#### Data records

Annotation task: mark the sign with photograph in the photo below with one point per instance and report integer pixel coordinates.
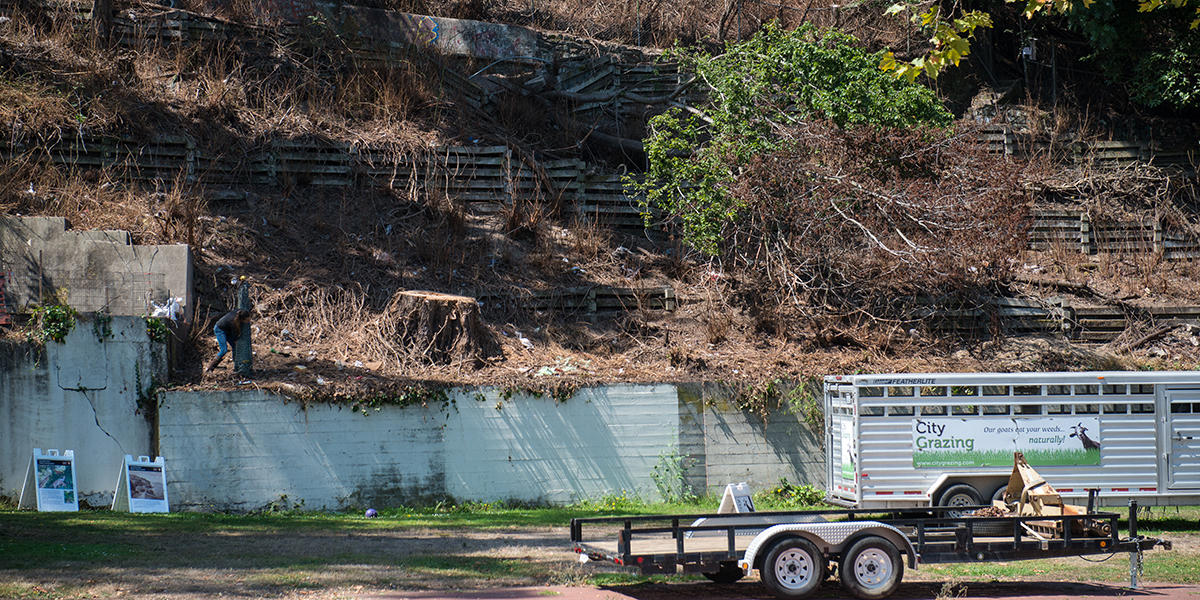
(736, 499)
(51, 483)
(142, 486)
(990, 442)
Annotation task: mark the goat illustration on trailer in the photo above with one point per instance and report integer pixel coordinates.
(947, 439)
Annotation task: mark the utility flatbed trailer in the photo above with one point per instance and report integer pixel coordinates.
(795, 551)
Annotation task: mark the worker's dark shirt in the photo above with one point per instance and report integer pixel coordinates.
(229, 325)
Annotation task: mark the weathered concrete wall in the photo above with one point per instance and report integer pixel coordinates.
(245, 450)
(99, 270)
(79, 395)
(600, 441)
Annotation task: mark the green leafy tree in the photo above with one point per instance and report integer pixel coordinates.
(949, 34)
(759, 91)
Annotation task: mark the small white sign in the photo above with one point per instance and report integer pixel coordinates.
(51, 483)
(142, 486)
(736, 499)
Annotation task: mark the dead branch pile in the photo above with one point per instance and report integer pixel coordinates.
(871, 223)
(1129, 192)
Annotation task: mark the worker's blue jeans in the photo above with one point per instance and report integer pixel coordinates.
(222, 341)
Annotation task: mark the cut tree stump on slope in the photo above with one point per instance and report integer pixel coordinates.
(442, 328)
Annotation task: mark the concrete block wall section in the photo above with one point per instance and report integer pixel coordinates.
(603, 439)
(97, 270)
(81, 395)
(245, 450)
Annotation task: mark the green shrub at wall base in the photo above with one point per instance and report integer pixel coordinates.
(52, 323)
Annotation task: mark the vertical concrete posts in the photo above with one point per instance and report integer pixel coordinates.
(243, 355)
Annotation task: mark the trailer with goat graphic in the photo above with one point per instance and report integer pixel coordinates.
(947, 439)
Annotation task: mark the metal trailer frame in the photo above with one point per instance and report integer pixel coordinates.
(667, 544)
(1149, 421)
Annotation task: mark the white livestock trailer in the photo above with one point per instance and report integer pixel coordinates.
(947, 439)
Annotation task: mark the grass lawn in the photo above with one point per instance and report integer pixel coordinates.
(102, 553)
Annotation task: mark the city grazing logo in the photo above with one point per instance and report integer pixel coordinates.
(983, 442)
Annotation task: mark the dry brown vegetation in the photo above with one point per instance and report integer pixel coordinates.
(933, 217)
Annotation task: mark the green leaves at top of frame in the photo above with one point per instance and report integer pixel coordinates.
(779, 77)
(761, 91)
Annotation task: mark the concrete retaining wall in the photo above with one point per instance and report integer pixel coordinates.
(79, 395)
(245, 450)
(96, 270)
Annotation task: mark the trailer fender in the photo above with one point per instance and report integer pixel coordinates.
(829, 538)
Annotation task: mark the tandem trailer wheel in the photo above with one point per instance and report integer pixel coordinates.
(871, 568)
(793, 568)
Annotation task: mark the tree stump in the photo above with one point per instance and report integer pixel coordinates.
(442, 329)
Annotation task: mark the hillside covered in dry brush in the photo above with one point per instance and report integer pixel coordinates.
(849, 245)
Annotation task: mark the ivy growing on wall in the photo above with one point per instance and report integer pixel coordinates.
(52, 323)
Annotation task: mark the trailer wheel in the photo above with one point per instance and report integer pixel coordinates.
(795, 568)
(961, 495)
(871, 568)
(729, 573)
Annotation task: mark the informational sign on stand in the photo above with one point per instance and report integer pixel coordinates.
(736, 499)
(51, 483)
(142, 486)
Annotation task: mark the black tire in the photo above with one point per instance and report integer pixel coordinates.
(871, 568)
(793, 568)
(959, 495)
(727, 574)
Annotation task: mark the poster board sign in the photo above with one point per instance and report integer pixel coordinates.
(736, 499)
(51, 483)
(142, 486)
(990, 442)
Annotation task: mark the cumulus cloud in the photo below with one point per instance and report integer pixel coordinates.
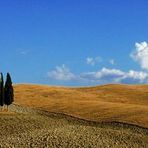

########

**What to produce:** Write out the data above exactly, minus any images.

**Your response:**
Annotation task: mark the sign with photograph in the photo below with one point per instance and report integer pixel coordinates.
(736, 499)
(51, 483)
(142, 486)
(990, 442)
Annotation task: mark the goat illustration on trailer in the photo above with one point per instance and report integer pixel coordinates.
(947, 439)
Annotation task: mark the utility flatbed trailer in the photo above with one point per instance and report integer pixel coordinates.
(795, 551)
Annotation task: mark the worker's dark shirt in the photo above with one point per instance and report integer pixel coordinates.
(229, 325)
Annotation task: mark the weathered concrete wall in the photo above with one point per instance and report integer pixel coordinates.
(245, 450)
(99, 270)
(79, 395)
(600, 441)
Annotation task: mark the green leafy tree in the photo above with one point per instance and report integer pixel coordinates.
(949, 34)
(759, 91)
Annotation task: mark the small white sign in the photo above with one point per instance and report integer pixel coordinates.
(51, 483)
(142, 486)
(736, 499)
Annotation task: mark the dead branch pile in the photo above with one point per instance and report integer pixel coordinates.
(871, 223)
(1129, 192)
Annotation task: mark the worker's blue jeans in the photo above with one point per instance and report integer pixel coordinates.
(222, 341)
Annotation task: mark the cut tree stump on slope in the photo above with one point per instance and report integer pixel coordinates.
(442, 328)
Annotation task: mark the concrete block wall section in the photo above with one point per instance and report integer pixel coordinates.
(603, 439)
(97, 270)
(81, 395)
(245, 450)
Annotation task: mark the green shrub at wall base in the photo above with one point per instance and report integer pixel coordinates.
(52, 323)
Annotation task: mark the vertical concrete posts in the photo above with one point per instance and report integer pixel coordinates.
(243, 355)
Annotation task: mark the trailer with goat graphic in the photo above with one point per instance and report integer pixel coordinates.
(947, 439)
Annotation task: mark the metal trailer frame in the photo above with one point per instance and report integer pixel coordinates.
(667, 544)
(1149, 421)
Annotation task: mark the white livestock trailer in the photo above with one point per instance and report integer pixel coordinates.
(947, 439)
Annotation task: mark the grass lawn in the photo above with one point per instance and report integer pixel coordinates.
(102, 553)
Annotation task: mark the city grazing logo in the photo above with one point per instance and report integer pixel coordinates.
(983, 442)
Annotation task: mark the dry brown vegetation in the photo above with one point per instance and report integer pixel coordinates.
(933, 217)
Annotation task: mark the green leaves at top of frame in the photo above with one point per instance and report integer pixel coordinates.
(779, 77)
(761, 91)
Annotation task: mark the concrete retaining wall in the photo above with one point per instance and report integer pixel coordinates.
(79, 395)
(245, 450)
(96, 270)
Annotation task: mark the trailer fender in the photo above with one point per instance and report integer pixel coordinates.
(829, 538)
Annotation task: mark the tandem trailer wheel in the photo above with one point per instance and report integer pixel coordinates.
(871, 568)
(793, 568)
Annotation task: mark the tree stump in the photo above with one point per instance and report integer pixel coordinates.
(442, 329)
Annotation task: mark the hillside covered in dry brush in the photo above with one point per instance and report integer pixel coordinates.
(849, 245)
Annotation task: mark the ivy growing on wall in the photo above with one point per instance and report integer pixel coordinates.
(52, 323)
Annotation task: mark the trailer wheel in the photo above with one point per instance and report integer pixel coordinates.
(795, 568)
(961, 495)
(871, 568)
(729, 573)
Annotation task: mark the informational sign on stand in the photo above with one point per instance and report integer pixel coordinates.
(736, 499)
(51, 483)
(142, 486)
Annotation task: mark the black tire in the photo above with one point per instance and report integer pixel coordinates.
(871, 568)
(793, 568)
(959, 495)
(727, 574)
Annotation task: mark the poster board sign in the photo above with one point per instance and report integer pixel coordinates.
(736, 499)
(51, 483)
(142, 486)
(990, 442)
Annotation task: mark the cumulus cloud in the photo below with one point per instance and report integer pixel coordinates.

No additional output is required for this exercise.